Stored records:
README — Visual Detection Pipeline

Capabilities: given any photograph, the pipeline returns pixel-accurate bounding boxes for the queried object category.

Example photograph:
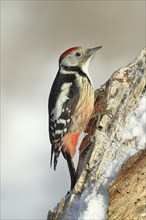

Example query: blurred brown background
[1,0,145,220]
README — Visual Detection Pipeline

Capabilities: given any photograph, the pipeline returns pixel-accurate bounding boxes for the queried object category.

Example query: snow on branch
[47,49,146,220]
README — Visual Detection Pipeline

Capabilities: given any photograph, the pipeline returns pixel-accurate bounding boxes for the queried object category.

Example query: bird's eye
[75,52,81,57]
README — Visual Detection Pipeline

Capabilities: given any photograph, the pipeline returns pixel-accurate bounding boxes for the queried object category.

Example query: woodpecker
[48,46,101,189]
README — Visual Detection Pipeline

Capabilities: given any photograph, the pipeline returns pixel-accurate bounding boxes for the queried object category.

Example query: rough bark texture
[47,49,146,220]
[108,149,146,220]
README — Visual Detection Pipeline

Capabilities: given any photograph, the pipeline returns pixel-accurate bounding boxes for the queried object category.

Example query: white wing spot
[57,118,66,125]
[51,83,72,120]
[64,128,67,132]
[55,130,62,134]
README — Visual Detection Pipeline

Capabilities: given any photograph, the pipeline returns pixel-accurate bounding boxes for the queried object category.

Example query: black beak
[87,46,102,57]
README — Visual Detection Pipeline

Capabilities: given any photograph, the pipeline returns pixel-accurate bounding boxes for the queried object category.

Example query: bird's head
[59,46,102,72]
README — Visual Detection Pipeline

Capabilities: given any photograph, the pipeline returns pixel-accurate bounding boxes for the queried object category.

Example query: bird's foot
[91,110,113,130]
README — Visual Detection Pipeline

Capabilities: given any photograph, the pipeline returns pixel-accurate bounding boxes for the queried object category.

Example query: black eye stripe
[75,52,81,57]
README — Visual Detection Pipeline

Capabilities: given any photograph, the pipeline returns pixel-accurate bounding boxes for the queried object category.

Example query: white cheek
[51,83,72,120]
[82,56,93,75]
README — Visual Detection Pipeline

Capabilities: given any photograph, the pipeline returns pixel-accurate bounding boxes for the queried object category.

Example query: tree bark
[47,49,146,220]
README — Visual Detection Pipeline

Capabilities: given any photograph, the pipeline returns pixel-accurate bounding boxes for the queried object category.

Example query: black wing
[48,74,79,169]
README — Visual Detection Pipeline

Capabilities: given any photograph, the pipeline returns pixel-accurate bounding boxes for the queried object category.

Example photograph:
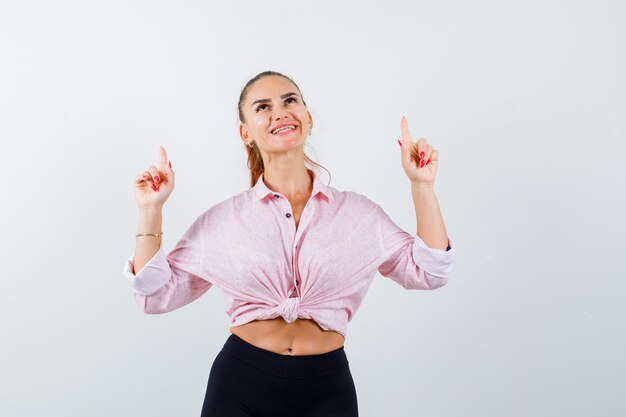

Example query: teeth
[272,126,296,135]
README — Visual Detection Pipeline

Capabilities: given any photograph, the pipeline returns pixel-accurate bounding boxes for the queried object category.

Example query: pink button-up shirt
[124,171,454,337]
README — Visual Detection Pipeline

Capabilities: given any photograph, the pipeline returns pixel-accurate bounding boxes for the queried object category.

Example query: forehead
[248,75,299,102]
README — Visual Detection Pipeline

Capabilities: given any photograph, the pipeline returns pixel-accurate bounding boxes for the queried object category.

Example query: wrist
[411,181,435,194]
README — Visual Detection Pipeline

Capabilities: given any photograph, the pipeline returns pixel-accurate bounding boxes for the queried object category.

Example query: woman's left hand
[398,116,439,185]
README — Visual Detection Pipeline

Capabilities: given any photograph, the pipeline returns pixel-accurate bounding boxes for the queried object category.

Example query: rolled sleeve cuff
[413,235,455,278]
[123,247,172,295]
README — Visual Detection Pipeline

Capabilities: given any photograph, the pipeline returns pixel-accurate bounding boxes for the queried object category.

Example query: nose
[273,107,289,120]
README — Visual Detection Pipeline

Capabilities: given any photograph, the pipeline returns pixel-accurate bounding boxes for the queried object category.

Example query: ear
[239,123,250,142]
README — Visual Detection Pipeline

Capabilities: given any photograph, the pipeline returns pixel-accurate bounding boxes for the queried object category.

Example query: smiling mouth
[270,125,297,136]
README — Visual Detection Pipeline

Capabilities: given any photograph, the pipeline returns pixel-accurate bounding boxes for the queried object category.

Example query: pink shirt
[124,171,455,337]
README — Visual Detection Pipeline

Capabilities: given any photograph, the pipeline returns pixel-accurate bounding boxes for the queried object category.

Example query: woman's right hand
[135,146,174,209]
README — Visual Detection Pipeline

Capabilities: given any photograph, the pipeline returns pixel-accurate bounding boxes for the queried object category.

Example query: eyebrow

[WHAT YOU HAVE TO DO] Pull out every line of the material above that contains the string "bird", treating uppercase and lowercase as different.

[WRITTEN ANSWER]
Example query: bird's eye
Example query: bird's head
Example query: bird's foot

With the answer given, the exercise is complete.